Extrait du texte —
Pour les deux premiers nous savions, plus ou moins, mais pourquoi ce dernier me direz-vous, pourquoi Schrödinger ?

Parce que ce personnage essentiel à l’essor de la physique quantique, a exprimé avec nos mots, avec nos concepts, à l’occasion du débat onde-corpuscule, la rencontre entre deux consciences, entre celle des initiés atlantes et celle des sages indiens.

En d’autres termes, cette science spirituelle fut le résultat d’une rencontre entre deux humanités diversement évoluées …

Mon contradicteur qui, vraisemblablement, sentait l’affaire lui échapper, s’insurgea, oubliant au passage la bonne question :

  •          L’évolution dont vous parlez n’est-elle pas péjorative ? … n’est-elle pas à prendre avec des pincettes ?
  •          Si l’on confond une morale étroite et dévoyée avec une véritable approche anthropologique, je vous l’accorde ! … si l’Homme n’existe, telle une luciole, que dans nos idéologies successives, on peut dire que, pour avoir existé plusieurs fois et de différentes manières, il n’a toujours pas trouvé son point d’équilibre ! … qu’en pensez-vous ?

Enregistrements tirés d'une collection

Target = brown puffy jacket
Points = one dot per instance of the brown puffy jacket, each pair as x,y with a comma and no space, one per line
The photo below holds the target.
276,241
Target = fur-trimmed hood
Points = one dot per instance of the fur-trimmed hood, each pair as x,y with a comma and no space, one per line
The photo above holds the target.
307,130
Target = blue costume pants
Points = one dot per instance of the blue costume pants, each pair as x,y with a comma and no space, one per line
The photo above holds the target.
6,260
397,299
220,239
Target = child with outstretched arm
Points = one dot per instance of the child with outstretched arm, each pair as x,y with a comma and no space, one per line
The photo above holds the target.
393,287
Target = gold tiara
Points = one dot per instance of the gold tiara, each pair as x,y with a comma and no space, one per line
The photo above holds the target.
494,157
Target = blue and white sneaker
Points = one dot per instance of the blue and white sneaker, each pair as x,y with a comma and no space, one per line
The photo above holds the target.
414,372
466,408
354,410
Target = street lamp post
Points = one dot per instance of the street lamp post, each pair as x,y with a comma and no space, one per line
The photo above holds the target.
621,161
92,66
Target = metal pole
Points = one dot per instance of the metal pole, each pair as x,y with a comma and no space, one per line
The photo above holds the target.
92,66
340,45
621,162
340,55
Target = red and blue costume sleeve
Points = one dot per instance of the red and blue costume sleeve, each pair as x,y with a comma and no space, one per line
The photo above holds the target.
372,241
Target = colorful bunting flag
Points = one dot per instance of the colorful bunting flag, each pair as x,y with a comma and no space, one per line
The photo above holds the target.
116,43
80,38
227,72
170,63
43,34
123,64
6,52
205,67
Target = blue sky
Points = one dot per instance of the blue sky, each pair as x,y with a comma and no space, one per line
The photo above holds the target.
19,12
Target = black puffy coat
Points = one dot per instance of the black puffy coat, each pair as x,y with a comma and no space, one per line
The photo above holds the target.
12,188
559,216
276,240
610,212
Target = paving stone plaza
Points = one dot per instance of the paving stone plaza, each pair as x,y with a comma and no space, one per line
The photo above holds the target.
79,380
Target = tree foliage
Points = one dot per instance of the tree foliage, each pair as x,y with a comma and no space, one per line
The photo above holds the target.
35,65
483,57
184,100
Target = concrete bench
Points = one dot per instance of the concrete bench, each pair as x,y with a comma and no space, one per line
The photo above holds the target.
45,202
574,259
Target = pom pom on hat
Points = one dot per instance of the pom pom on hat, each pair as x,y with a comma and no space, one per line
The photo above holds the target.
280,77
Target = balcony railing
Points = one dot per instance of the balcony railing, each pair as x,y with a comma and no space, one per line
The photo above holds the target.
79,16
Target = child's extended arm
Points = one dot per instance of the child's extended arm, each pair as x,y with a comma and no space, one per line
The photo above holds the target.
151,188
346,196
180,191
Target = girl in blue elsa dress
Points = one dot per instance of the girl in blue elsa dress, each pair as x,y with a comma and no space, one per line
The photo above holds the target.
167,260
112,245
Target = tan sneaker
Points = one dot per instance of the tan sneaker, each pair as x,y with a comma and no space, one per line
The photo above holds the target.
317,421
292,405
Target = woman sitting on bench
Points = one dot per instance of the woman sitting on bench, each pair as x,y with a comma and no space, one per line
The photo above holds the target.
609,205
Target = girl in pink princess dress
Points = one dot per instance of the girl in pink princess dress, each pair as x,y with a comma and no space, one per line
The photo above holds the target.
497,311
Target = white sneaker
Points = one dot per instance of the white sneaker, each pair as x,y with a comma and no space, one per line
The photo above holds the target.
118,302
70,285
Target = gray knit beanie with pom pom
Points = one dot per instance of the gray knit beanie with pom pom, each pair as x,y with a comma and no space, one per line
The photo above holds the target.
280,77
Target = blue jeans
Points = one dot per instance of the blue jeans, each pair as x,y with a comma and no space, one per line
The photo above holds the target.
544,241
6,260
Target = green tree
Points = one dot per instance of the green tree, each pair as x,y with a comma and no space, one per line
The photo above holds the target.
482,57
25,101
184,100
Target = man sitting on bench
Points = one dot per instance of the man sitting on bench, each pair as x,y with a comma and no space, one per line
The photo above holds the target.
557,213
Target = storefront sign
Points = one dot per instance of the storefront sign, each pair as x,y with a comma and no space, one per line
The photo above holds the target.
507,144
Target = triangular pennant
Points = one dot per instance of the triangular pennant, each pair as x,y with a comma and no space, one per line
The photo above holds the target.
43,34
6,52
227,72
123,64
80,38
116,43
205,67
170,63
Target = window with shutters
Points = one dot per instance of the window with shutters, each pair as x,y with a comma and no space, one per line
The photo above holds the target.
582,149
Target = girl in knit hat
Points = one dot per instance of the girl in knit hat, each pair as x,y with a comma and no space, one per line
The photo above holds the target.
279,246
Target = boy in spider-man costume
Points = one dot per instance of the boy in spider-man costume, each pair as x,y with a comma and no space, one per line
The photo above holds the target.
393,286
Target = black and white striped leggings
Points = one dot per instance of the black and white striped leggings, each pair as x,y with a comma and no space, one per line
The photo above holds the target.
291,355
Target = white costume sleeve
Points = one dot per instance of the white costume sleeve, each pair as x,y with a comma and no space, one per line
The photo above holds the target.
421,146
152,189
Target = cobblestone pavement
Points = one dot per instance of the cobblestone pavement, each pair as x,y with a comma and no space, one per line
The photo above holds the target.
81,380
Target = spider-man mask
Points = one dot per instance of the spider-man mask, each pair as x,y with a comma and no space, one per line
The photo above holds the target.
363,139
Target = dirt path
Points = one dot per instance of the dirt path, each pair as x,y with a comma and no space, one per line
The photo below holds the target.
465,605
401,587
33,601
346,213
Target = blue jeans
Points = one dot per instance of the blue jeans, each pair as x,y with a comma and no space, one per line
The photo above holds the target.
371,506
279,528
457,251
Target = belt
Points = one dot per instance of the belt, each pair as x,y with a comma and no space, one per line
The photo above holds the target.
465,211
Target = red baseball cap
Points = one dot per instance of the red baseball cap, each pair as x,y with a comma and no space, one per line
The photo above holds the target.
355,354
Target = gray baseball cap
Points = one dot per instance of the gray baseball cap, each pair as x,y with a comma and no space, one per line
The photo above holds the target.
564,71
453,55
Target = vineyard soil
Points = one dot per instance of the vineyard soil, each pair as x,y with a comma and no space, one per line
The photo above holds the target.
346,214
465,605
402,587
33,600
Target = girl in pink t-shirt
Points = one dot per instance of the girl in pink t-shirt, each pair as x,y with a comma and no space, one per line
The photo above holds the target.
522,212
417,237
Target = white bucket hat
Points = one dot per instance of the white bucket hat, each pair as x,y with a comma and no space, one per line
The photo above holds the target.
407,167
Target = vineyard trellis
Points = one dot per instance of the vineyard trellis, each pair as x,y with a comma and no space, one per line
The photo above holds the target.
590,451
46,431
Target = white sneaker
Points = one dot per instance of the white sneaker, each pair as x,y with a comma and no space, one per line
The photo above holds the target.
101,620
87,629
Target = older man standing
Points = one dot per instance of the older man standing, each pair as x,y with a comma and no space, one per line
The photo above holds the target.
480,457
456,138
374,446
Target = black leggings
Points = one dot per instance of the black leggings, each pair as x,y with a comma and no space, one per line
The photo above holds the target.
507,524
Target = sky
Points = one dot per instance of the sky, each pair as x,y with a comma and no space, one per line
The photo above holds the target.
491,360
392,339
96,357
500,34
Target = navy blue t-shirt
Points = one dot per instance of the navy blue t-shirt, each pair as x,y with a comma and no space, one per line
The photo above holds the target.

Exercices à réaliser —
(a) D'après l'extrait du texte, entre quelles deux consciences Schrödinger a-t-il exprimé la rencontre ?
(b) Reprenez le passage de l'extrait du texte compris entre « Pour les deux » et « des sages indiens. », bornes incluses, en substituant « mécanique quantique » à « physique quantique ».
(c) Traduisez en anglais cette phrase de l'extrait du texte : « En d’autres termes, cette science spirituelle fut le résultat d’une rencontre entre deux humanités diversement évoluées … »

Résultats attendus —
(a) Entre celle des initiés atlantes et celle des sages indiens.

(b)
Pour les deux premiers nous savions, plus ou moins, mais pourquoi ce dernier me direz-vous, pourquoi Schrödinger ?

Parce que ce personnage essentiel à l’essor de la mécanique quantique, a exprimé avec nos mots, avec nos concepts, à l’occasion du débat onde-corpuscule, la rencontre entre deux consciences, entre celle des initiés atlantes et celle des sages indiens.

(c) In other words, this spiritual science was the result of an encounter between two variously evolved humanities …